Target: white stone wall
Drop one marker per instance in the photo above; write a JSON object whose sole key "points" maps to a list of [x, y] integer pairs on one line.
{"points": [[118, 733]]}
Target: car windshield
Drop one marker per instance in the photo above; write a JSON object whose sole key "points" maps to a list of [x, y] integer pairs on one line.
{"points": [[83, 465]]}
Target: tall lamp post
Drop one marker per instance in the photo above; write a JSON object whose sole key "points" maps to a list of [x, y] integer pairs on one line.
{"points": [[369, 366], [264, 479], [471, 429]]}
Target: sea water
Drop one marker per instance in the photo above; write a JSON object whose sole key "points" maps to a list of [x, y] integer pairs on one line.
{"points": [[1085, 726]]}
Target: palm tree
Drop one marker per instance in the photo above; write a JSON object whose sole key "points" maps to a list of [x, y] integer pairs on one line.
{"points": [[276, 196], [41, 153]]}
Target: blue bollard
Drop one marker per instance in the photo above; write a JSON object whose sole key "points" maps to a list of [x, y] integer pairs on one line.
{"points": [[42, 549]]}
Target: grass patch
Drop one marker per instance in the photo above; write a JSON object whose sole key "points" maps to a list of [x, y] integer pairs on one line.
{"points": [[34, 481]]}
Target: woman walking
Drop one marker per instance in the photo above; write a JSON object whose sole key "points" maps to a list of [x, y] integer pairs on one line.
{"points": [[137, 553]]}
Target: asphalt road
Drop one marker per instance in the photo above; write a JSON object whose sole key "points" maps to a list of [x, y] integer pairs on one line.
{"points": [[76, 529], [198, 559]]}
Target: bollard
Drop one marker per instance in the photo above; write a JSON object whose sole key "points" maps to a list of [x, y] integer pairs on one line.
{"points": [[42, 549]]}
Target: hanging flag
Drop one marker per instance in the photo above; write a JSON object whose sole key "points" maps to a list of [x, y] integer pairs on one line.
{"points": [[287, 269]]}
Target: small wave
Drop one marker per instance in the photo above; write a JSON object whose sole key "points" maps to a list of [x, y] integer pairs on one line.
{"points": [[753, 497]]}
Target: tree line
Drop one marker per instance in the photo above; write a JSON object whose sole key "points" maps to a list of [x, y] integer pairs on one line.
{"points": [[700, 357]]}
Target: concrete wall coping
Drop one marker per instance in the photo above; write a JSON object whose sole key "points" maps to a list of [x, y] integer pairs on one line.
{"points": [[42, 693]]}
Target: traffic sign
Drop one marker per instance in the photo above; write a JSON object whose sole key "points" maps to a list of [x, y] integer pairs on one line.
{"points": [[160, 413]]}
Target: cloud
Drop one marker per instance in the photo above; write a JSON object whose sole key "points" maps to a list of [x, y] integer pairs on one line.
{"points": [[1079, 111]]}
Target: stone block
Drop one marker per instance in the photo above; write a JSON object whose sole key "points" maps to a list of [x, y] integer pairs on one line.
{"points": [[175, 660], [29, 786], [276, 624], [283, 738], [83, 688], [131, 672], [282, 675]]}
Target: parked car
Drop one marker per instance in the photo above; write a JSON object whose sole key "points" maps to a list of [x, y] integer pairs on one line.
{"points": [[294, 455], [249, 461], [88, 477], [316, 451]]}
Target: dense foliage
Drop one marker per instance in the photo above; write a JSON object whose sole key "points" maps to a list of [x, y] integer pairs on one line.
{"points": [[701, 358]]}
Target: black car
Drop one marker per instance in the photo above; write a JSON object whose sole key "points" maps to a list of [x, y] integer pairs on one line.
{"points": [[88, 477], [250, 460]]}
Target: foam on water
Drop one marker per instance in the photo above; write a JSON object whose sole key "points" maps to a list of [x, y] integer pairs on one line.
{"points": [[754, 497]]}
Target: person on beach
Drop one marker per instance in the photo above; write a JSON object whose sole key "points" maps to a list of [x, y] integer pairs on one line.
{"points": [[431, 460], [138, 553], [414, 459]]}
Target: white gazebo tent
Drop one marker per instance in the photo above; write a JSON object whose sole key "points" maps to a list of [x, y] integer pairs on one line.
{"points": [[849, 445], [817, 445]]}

────────────────────────────────────────

- [Assigned task]: Print the material once more. Change nothing.

- [Answer to this exercise]:
Target: white stone wall
Drop one marker per instance in the photo above; write a JSON object whose sole key "points" maps to a list of [x, y] integer pairs on one line.
{"points": [[118, 733]]}
Target: car windshield
Drop one marker per instance in the photo above; write a JSON object whose sole key "points" maps to a list of [x, y] integer pairs on one line.
{"points": [[83, 465]]}
Target: tall lamp post
Drop one marker per instance in the photo above; write a JSON object whose sole key "points" maps to a list of [x, y] integer pairs on one line.
{"points": [[369, 366], [264, 479], [471, 429]]}
Target: sea water
Drop one marker per instance in the photo above; write a JSON object whose sole key "points" maps to a list of [x, y] integer pairs on one line.
{"points": [[1085, 726]]}
Target: palm tree
Drop one marker per instance in the photo above; write a JSON object whose sole key "points" maps to a list of [x, y] integer pairs on one line.
{"points": [[276, 196], [41, 153]]}
Target: blue bollard
Drop one marker per instance in the photo above; write a JSON object whose sole key "points" maps to a list of [x, y] integer pairs on one line.
{"points": [[42, 549]]}
Target: grass patch
Drop one marker per instance in the photo above; write a JSON object whose sole key "points" maps to a list of [x, y] integer pairs on one line.
{"points": [[34, 481]]}
Target: woman walking
Drop one marker per instance in the photo above; write a JSON object whose sole key "points" maps to a list of [x, y] integer pairs on one line.
{"points": [[137, 553]]}
Target: asphalt road
Drop one marker per instance in the photo above; write a JSON object whose sole key "points" maps to a list of [x, y] integer pairs on one line.
{"points": [[76, 529], [198, 559]]}
Target: bollard
Drop one marker per instance in the photo above; write a JSON object whose sole key "points" maps to a list of [x, y] integer pairs on one line.
{"points": [[42, 549]]}
Target: hanging flag
Drop one marker per instance in the photo above; write a JSON object whose sole key "points" maps to a list of [x, y] integer pairs on one line.
{"points": [[287, 269]]}
Target: small wave
Drop one marker per instance in the photo above; write a JSON object whose sole key "points" maps to a list of [x, y] integer pairs on one line.
{"points": [[753, 497]]}
Target: tree line
Drop one marker per instance in the photo above; write a JSON object whose sole key "points" maps to a list of [x, y] integer pairs on one line.
{"points": [[700, 357]]}
Target: concrete wall coping
Drop one marker per instance in the photo above; write a JSON object whose sole key "points" maps to a list of [x, y] integer pairs on one line.
{"points": [[42, 693]]}
Target: traffic sign
Drop one marker per instance in the photo above; write a JSON object whose sole key "points" maps to a list of [x, y] integer pairs on one line.
{"points": [[160, 413]]}
Target: cloud
Drop one marker per instance in the photo above; write a JSON object whose sole key "points" maps to a list of [x, y] integer pairs on one line.
{"points": [[1079, 111]]}
Target: stone block
Drop one marker per instance in the photo above; write a JSON object whose sole key "points" maps to a list of [x, y] integer pairs on one line.
{"points": [[175, 660], [29, 786], [276, 624], [283, 738], [83, 688], [131, 672], [282, 675]]}
Target: parked car
Drop one marker per instance in the photo above; write a JSON object whose sole key "points" maps to a list of [x, y] integer pairs on one line.
{"points": [[294, 455], [249, 461], [88, 477], [316, 451]]}
Target: dense foliage
Drop one marker per instance in the photo above; write a JSON object whose sole key "points" maps to a list of [x, y] integer pairs on one line.
{"points": [[701, 358]]}
Target: black car
Drop one marker per instance in the photo above; write a JSON object whose sole key "points" maps to a list of [x, y] integer pairs on one line.
{"points": [[88, 477], [250, 460]]}
Target: foam on water
Drop one marker per instance in the photo above; write a JSON object whose sole key "points" maps to a list of [x, y] integer pairs on one line.
{"points": [[754, 497]]}
Target: person on beach
Drop one marker per instance in the photo above; write a JSON object whose sole key "points" maps to a list of [x, y] integer pairs on one line.
{"points": [[431, 460], [138, 553], [414, 459]]}
Target: white gazebo tent
Drop one marker per instance in the photo above; write a JSON object whose sole key "points" maps to a list of [x, y] integer pairs on one line.
{"points": [[849, 445], [817, 445]]}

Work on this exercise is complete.